* Task details *
Go to the line containing "Point out the bird's head" and return it and each line after it exactly, through the end of the data below, and nothing more.

[Input data]

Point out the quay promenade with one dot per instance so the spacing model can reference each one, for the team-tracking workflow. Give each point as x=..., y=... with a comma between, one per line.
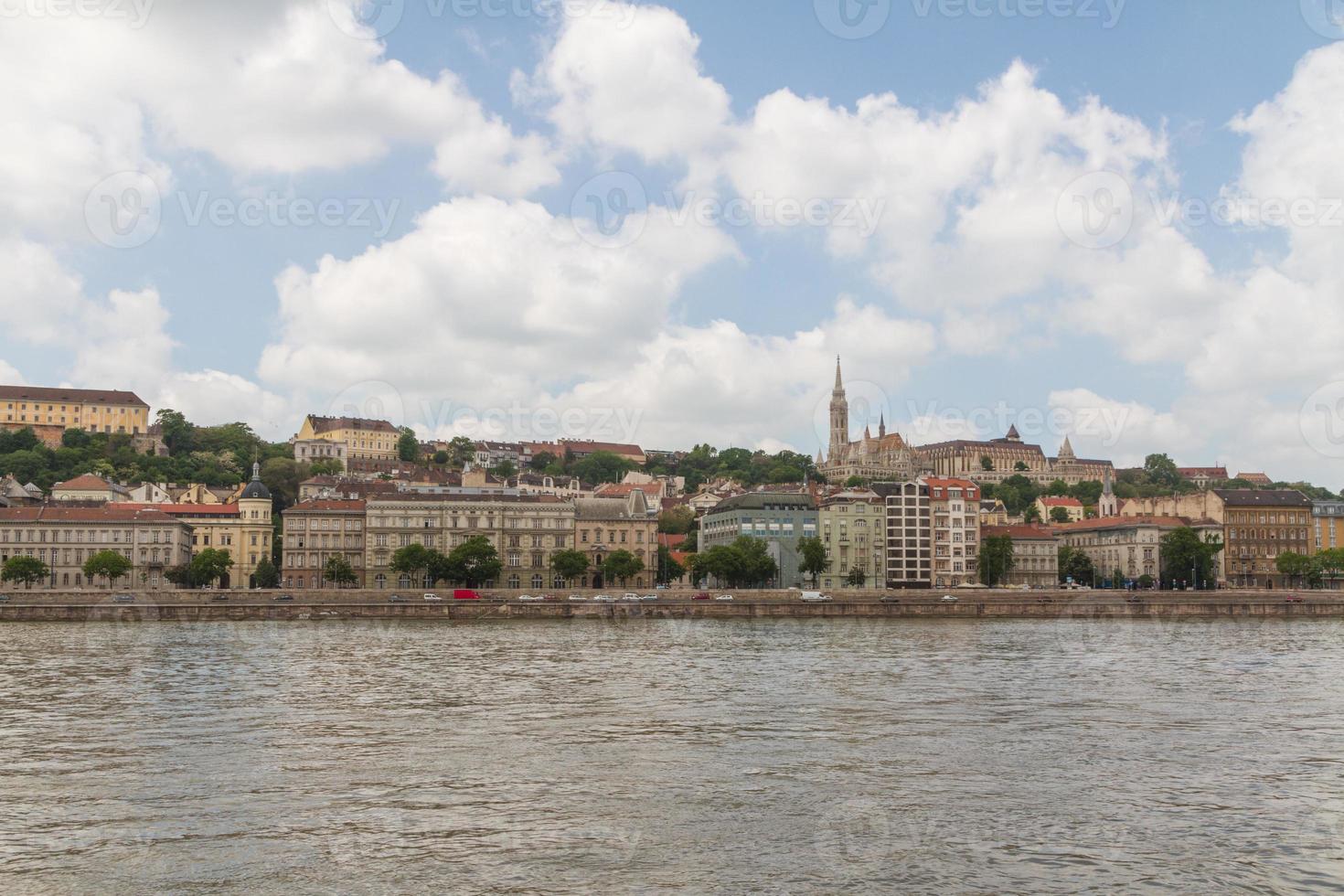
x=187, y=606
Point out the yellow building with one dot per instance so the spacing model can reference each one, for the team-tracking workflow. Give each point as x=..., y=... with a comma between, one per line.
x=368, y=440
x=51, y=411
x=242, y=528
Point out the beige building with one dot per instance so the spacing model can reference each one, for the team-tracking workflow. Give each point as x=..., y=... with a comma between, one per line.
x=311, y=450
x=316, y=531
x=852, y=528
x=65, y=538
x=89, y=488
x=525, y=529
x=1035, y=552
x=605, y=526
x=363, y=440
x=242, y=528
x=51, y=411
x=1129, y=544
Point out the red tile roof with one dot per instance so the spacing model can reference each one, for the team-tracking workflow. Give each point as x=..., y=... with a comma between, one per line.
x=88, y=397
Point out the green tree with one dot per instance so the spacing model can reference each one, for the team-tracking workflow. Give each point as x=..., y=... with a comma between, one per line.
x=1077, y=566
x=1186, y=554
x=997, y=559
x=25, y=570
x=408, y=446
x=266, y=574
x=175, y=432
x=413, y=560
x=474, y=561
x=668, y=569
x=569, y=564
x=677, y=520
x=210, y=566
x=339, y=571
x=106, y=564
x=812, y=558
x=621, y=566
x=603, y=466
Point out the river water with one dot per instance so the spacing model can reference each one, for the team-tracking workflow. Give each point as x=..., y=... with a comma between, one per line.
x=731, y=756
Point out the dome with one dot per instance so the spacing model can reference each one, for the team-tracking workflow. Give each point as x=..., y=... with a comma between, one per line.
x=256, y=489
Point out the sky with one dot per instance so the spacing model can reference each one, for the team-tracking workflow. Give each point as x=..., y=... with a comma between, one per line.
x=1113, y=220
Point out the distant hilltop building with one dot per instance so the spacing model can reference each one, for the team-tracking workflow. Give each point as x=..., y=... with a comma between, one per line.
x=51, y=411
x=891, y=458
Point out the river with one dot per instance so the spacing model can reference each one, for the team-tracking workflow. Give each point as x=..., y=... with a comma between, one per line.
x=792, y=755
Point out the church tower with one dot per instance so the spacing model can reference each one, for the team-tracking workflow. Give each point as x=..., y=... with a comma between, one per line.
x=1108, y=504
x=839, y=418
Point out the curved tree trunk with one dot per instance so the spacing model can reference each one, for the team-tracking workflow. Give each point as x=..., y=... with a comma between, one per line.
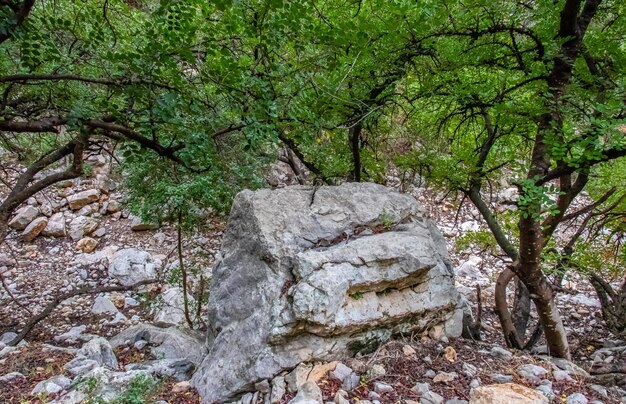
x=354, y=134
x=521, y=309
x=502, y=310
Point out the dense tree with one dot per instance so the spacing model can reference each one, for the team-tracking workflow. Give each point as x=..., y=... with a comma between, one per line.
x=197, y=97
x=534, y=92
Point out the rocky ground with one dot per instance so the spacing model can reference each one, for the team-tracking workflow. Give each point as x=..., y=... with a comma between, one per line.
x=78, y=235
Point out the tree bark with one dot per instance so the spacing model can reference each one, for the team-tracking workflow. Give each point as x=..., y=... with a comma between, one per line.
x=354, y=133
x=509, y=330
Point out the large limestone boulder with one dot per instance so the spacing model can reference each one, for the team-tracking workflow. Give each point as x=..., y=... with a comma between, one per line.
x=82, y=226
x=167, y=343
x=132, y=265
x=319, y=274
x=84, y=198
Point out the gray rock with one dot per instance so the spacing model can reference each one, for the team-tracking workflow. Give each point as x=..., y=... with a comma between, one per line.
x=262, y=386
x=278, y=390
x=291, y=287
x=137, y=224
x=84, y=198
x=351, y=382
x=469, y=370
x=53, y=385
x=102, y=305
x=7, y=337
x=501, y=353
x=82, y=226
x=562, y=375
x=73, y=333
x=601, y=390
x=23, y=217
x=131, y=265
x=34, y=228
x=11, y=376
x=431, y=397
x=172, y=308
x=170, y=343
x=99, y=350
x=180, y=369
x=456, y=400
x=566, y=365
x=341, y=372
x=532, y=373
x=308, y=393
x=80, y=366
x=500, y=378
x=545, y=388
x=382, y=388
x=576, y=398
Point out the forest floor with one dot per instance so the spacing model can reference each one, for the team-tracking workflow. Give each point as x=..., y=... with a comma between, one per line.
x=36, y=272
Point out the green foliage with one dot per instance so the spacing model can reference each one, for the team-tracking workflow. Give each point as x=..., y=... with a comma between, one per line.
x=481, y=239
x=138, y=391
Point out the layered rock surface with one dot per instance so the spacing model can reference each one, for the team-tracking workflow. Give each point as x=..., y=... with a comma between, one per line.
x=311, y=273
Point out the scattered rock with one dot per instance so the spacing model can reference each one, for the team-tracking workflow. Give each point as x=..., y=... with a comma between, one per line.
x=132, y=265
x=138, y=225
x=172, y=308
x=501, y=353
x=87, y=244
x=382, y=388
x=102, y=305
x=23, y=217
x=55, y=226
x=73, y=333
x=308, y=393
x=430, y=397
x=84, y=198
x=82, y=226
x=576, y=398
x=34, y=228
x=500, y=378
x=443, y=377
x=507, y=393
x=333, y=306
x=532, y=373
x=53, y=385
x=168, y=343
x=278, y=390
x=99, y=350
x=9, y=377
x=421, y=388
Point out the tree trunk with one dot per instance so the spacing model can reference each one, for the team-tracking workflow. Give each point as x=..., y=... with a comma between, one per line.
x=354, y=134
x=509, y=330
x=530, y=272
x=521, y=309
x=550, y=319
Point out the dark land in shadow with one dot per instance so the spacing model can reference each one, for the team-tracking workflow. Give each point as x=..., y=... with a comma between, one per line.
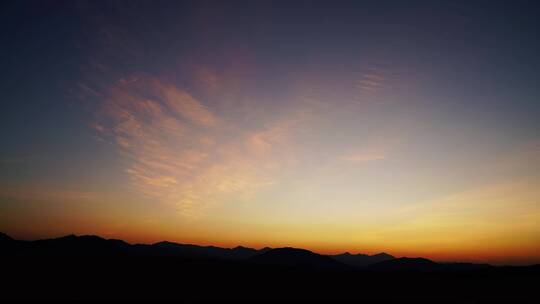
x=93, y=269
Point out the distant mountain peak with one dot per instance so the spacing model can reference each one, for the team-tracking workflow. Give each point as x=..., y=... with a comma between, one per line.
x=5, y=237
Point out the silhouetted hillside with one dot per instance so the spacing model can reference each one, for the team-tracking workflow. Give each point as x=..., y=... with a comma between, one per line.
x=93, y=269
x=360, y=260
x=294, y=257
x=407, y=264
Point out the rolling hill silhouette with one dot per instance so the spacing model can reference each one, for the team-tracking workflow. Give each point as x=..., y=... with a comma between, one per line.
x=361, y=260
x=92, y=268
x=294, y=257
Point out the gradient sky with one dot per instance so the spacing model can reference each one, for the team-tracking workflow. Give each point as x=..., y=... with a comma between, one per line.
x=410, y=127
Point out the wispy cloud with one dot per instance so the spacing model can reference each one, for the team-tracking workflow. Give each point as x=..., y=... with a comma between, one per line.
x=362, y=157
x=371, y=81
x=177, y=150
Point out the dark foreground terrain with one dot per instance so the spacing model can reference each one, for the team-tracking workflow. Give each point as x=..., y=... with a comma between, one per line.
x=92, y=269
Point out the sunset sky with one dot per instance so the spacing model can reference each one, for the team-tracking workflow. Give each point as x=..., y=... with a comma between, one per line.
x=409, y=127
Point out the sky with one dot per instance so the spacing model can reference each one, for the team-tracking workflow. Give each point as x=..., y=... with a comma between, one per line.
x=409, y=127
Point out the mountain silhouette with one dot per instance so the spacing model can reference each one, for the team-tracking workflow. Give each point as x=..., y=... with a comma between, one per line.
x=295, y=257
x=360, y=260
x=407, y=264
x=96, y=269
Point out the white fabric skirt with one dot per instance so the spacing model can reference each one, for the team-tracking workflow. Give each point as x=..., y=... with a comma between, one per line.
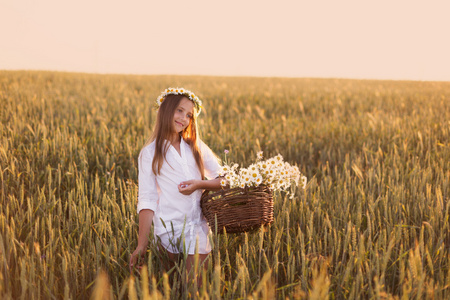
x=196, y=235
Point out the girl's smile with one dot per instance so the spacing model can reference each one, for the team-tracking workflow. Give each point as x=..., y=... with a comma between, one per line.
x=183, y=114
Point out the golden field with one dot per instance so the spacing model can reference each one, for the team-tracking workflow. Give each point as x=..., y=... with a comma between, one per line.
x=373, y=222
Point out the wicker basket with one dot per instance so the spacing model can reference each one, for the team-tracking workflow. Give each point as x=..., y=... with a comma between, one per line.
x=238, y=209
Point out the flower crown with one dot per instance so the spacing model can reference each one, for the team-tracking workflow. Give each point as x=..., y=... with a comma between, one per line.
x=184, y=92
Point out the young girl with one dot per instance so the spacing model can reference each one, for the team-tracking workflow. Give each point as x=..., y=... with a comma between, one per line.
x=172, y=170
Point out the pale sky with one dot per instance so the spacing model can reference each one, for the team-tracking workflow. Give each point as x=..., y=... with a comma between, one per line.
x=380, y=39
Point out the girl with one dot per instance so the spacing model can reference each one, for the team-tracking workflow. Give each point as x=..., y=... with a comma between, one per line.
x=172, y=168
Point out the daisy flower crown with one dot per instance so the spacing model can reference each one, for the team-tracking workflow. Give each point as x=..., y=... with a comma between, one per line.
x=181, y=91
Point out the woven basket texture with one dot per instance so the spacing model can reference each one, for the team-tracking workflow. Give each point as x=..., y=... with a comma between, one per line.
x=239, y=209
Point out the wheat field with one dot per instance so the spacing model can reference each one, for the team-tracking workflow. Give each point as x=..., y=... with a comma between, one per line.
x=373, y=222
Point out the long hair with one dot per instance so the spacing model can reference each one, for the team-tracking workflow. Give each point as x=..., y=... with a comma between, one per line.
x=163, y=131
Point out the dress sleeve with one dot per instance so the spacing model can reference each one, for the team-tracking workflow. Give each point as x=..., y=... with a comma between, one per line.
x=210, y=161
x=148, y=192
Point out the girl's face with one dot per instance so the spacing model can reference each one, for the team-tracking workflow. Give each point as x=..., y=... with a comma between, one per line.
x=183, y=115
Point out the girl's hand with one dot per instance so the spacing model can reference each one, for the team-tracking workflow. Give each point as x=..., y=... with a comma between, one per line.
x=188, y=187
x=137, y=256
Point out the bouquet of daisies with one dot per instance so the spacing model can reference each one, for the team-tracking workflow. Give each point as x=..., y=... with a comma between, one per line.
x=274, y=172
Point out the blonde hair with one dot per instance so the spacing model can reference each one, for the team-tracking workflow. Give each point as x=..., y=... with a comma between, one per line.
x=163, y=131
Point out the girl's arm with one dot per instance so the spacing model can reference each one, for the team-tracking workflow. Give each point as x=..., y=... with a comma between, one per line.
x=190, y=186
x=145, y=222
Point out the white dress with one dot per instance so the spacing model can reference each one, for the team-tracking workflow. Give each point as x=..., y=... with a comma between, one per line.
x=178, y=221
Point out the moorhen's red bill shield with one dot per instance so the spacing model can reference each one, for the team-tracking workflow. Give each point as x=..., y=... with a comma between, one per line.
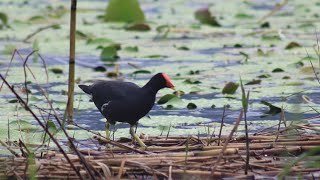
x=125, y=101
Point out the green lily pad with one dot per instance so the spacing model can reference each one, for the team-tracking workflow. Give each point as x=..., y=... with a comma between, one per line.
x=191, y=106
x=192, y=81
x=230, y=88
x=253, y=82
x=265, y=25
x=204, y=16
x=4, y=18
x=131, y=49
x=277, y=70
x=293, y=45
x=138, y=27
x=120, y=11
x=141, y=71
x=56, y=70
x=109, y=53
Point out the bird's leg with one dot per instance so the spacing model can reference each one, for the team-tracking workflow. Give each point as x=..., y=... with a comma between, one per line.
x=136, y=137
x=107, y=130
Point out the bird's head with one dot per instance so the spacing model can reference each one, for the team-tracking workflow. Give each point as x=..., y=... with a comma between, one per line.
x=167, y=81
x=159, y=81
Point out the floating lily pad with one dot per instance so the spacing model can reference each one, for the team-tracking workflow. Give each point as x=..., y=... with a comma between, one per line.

[/Input data]

* Result of the exercise *
Point out the bird's head with one dot per instance so the spacing model can reference each one, for the team-tracking workflow. Give each point as x=..., y=... with a comma between, one per line.
x=167, y=81
x=159, y=81
Point out the floating lily pad with one dot per instance so the spacing model can reference each one, for the team-tracking workflow. Give each point as x=..., y=... with a comma between, one per line.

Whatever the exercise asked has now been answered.